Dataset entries
<<<<

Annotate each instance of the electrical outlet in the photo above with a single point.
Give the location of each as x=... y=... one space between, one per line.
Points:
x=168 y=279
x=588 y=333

>>>>

Aim of the task —
In full and word for word, repeat the records.

Result —
Annotate each instance of the electrical outlet in the photo above with a single point.
Give the location of each as x=... y=... one space between, one per line.
Points:
x=168 y=279
x=588 y=333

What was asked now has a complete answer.